(Material for this exercise):
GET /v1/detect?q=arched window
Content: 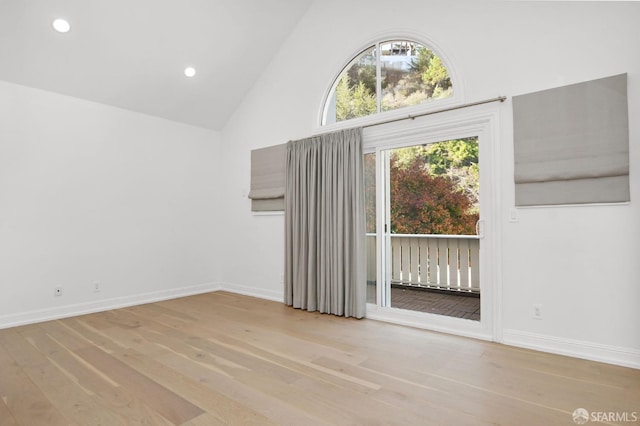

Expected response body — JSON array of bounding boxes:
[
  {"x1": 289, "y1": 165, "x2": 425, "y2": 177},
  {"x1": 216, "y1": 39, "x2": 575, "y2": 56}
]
[{"x1": 322, "y1": 40, "x2": 453, "y2": 126}]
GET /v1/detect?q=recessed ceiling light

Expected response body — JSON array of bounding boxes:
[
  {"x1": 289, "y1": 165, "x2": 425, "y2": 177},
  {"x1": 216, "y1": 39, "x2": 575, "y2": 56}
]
[{"x1": 53, "y1": 19, "x2": 71, "y2": 33}]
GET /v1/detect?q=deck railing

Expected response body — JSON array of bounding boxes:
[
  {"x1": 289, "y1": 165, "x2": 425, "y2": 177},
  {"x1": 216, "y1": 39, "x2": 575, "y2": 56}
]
[{"x1": 367, "y1": 234, "x2": 480, "y2": 293}]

(Given problem):
Copy the lines of the listing above, from the line with "GET /v1/detect?q=deck railing" through the end of the listing, both ends included.

(Solution to this task):
GET /v1/detect?q=deck railing

Expected response body — JSON array of bounding boxes:
[
  {"x1": 289, "y1": 165, "x2": 425, "y2": 177},
  {"x1": 216, "y1": 39, "x2": 575, "y2": 56}
]
[{"x1": 367, "y1": 234, "x2": 480, "y2": 293}]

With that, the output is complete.